Print the entries below word for word, from the line containing "Box each windshield" through the line containing "180 100 231 115", both lines included.
[START OF Entries provided]
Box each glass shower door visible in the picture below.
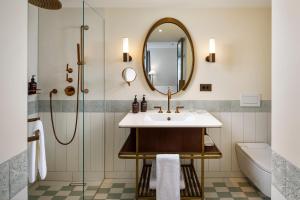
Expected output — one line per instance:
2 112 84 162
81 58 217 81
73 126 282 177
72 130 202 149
80 0 105 199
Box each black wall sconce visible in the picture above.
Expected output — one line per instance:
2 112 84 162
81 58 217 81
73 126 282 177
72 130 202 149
205 39 216 63
123 38 132 62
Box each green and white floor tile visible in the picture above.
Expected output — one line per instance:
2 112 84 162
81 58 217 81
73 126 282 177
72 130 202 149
29 178 269 200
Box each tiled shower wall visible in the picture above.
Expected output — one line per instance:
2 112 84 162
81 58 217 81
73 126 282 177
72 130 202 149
30 101 271 181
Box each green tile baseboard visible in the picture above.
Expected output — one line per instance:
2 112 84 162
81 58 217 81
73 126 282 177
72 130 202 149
38 100 271 113
272 151 300 200
0 151 28 200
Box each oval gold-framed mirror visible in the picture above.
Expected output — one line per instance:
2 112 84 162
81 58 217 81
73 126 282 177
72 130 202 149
142 17 195 95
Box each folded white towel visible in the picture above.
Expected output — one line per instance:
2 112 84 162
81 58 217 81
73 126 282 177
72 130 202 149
156 154 180 200
27 123 37 183
149 160 185 190
204 135 215 147
28 120 47 183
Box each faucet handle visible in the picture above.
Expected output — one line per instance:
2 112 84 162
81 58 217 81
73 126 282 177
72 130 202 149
175 106 184 113
154 106 163 113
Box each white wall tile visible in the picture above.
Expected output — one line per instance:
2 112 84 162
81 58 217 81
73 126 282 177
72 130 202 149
243 112 255 142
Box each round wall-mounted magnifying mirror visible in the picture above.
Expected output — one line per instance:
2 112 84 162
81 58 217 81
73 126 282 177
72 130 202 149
122 67 136 86
143 18 194 94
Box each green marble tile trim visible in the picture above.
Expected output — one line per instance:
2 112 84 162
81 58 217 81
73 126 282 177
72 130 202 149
38 100 271 113
27 101 39 115
0 151 28 200
272 151 300 199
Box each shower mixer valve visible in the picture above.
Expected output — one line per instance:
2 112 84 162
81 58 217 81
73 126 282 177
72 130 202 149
66 64 73 74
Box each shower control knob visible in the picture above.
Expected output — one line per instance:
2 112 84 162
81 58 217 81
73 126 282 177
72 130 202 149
66 74 73 83
66 64 73 73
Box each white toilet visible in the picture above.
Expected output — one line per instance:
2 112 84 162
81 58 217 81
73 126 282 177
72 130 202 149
236 143 272 197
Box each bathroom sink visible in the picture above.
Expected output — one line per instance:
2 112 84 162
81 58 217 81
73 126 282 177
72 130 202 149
144 113 195 122
119 110 222 128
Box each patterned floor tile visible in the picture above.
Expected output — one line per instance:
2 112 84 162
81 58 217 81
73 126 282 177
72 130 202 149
29 178 270 200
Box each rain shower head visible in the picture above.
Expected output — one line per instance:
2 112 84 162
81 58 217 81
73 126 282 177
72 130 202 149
28 0 62 10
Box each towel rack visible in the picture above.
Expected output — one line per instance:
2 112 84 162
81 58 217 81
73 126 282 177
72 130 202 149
27 130 40 142
27 117 41 122
27 117 41 142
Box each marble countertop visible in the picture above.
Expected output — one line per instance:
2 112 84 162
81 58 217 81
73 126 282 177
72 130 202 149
119 110 223 128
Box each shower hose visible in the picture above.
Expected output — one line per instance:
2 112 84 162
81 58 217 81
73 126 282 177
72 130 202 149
50 65 80 145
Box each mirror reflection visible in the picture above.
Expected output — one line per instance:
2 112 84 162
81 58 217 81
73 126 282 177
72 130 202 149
144 18 194 94
122 67 136 85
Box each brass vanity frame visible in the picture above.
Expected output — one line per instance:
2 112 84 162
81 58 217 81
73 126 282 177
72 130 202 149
118 128 222 200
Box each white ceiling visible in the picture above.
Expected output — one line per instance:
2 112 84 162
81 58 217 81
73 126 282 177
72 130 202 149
61 0 271 8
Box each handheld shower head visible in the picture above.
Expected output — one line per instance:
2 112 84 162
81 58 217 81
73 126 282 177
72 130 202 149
28 0 62 10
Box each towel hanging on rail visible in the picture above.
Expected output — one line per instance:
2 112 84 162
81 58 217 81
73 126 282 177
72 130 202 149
28 120 47 183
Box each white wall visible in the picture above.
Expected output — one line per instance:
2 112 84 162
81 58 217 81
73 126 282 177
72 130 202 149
27 4 39 102
0 0 27 163
272 0 300 167
105 8 271 100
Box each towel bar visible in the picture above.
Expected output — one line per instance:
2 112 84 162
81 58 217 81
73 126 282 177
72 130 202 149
27 117 41 122
27 130 40 142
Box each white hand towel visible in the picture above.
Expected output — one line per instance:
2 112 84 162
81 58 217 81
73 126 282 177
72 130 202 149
149 160 185 190
36 120 47 180
29 120 47 181
156 154 180 200
204 135 215 147
27 123 37 183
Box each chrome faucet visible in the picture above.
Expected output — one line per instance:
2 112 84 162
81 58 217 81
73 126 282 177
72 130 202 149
167 88 172 113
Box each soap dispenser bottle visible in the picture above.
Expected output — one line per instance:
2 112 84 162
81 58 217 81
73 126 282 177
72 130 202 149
141 95 147 112
132 95 140 113
28 75 37 95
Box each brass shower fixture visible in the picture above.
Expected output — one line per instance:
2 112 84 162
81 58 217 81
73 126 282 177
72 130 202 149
28 0 62 10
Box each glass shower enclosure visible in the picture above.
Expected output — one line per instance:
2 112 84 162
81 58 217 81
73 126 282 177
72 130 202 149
28 0 105 199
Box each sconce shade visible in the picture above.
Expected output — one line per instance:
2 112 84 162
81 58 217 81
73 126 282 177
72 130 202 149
148 70 156 76
209 39 216 53
123 38 129 53
205 38 216 63
123 38 132 62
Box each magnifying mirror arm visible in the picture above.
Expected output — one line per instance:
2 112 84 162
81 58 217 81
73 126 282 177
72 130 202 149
167 88 172 113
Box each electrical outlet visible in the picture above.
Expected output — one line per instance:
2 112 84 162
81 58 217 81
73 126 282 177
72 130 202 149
200 84 212 92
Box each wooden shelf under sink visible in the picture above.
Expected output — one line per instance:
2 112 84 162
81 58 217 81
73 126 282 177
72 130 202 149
138 164 201 199
119 129 222 159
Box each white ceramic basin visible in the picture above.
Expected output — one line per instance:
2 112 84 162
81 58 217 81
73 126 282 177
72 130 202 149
144 113 195 122
119 110 222 128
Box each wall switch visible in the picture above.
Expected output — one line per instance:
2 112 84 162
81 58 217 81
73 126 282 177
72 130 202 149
200 84 212 92
240 94 261 107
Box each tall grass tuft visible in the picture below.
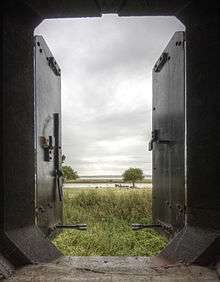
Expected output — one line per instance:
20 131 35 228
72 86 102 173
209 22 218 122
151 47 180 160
53 189 167 256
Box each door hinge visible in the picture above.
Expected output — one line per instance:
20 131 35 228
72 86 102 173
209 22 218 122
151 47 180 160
47 57 61 76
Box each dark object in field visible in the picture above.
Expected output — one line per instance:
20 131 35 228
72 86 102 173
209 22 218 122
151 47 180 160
56 223 87 230
131 223 162 230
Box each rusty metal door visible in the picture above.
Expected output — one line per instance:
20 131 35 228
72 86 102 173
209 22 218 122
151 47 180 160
34 36 63 236
149 31 185 233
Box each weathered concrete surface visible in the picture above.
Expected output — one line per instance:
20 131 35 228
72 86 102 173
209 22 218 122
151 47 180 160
3 257 219 282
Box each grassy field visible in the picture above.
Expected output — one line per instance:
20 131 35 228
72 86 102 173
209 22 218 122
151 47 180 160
65 178 152 183
53 189 167 256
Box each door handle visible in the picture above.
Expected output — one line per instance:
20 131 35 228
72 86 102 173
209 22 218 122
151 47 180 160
148 129 171 151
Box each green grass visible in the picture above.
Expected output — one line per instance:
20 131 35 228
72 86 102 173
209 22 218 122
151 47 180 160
65 178 152 184
53 189 167 256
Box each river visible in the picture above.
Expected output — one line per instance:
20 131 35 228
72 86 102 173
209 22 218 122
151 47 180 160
63 182 152 189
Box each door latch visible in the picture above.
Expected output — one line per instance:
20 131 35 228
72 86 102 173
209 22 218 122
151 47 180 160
41 136 54 162
148 129 171 151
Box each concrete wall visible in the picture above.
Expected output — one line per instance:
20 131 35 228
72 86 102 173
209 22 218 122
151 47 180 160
0 0 220 278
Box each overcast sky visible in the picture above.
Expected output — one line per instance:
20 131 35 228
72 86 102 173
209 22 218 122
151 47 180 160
35 15 184 175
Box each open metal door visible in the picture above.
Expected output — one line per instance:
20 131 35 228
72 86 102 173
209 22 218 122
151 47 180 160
149 31 185 234
34 36 63 236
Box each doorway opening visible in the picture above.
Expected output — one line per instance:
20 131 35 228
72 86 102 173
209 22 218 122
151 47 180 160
35 14 184 256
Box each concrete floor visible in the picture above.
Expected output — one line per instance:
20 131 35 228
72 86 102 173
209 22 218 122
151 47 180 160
3 257 220 282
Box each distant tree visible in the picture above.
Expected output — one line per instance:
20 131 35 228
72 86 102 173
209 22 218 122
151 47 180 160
122 167 144 188
63 165 79 180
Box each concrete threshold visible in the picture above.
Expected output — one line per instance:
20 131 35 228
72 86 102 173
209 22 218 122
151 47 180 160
3 256 219 282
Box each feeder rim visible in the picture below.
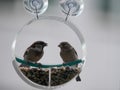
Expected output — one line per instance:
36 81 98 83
15 57 84 68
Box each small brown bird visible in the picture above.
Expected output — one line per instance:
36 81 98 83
58 42 81 81
20 41 47 67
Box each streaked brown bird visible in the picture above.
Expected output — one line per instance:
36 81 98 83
58 42 81 81
20 41 47 67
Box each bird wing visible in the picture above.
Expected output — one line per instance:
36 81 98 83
73 48 78 56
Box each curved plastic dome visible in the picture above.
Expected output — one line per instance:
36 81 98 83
12 16 86 89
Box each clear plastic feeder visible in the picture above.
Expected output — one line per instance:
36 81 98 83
12 16 86 89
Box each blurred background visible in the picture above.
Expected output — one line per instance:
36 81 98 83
0 0 120 90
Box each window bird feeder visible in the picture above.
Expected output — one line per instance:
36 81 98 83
12 0 86 89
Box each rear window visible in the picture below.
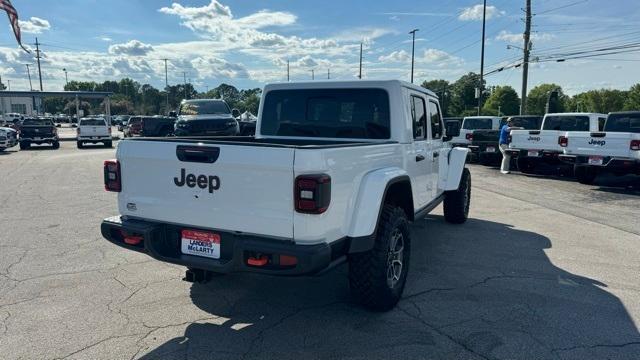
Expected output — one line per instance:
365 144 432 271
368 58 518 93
542 116 589 131
22 119 53 126
80 119 107 126
512 117 542 130
260 89 391 139
462 118 493 130
604 113 640 134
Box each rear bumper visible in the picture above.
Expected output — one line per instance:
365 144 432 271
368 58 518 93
559 155 640 174
20 136 58 144
100 216 348 276
505 149 562 163
78 135 111 142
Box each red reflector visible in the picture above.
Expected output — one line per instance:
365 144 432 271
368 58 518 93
247 256 269 266
124 236 143 245
280 255 298 266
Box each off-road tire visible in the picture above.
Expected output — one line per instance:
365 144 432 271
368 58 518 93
518 157 536 174
443 168 471 224
574 166 598 185
349 204 411 311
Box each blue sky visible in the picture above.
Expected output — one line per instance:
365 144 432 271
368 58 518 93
0 0 640 94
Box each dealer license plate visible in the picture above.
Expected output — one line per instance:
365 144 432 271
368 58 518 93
589 156 604 165
181 229 220 259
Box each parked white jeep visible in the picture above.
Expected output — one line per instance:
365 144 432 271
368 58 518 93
101 81 471 311
508 113 607 174
560 111 640 184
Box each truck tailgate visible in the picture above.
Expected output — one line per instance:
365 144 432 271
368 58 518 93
565 131 640 157
509 130 564 152
117 140 295 238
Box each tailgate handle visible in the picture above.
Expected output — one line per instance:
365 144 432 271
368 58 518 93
176 145 220 164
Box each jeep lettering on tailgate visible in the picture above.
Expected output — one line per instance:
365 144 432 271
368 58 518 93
173 168 220 194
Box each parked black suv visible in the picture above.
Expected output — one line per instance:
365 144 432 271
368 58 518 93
173 99 240 136
20 118 60 150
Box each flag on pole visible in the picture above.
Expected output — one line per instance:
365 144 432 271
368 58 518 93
0 0 29 52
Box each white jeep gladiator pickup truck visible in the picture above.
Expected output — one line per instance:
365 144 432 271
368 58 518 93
560 111 640 184
507 113 606 174
76 117 113 149
101 81 471 311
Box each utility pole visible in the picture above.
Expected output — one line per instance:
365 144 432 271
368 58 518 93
358 41 362 79
162 59 169 115
36 38 43 91
182 71 187 99
62 68 69 85
478 0 487 116
24 64 33 91
409 29 419 84
520 0 531 115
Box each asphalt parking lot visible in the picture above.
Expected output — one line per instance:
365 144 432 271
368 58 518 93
0 142 640 359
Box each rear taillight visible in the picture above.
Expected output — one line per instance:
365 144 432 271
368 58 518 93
558 136 569 147
104 160 122 192
294 174 331 214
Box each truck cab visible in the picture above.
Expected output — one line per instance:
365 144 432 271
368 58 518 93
101 81 471 311
508 113 606 173
560 111 640 184
452 116 502 147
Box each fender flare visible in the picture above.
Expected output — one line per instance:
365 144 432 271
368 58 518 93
347 167 413 253
444 147 469 191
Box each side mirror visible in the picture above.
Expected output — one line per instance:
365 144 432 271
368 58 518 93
444 120 460 141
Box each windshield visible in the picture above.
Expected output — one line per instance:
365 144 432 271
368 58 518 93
260 89 391 139
604 113 640 134
462 118 493 130
511 116 542 130
22 119 53 126
80 119 106 126
542 115 589 131
180 100 231 115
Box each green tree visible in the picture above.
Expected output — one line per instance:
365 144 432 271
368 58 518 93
449 72 487 115
624 84 640 111
482 86 520 116
421 79 451 116
527 84 568 115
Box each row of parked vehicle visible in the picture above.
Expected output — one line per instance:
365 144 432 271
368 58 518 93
444 111 640 184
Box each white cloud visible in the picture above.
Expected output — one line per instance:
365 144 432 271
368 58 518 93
378 50 411 63
496 30 555 44
109 40 153 56
458 4 506 21
18 16 51 34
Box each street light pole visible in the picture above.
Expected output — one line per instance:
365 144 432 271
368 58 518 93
409 29 419 84
24 64 33 91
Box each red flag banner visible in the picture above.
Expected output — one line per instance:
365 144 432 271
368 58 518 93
0 0 29 52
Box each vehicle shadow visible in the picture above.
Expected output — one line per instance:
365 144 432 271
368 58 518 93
142 216 640 359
[END OF Entries provided]
- [Worked answer]
Box each windshield visible in the picture above.
Expected output — one line per instance:
365 144 432 271
368 58 518 93
260 89 391 139
604 113 640 134
462 118 493 130
511 116 542 130
22 119 53 126
80 119 106 126
542 115 589 131
180 100 231 115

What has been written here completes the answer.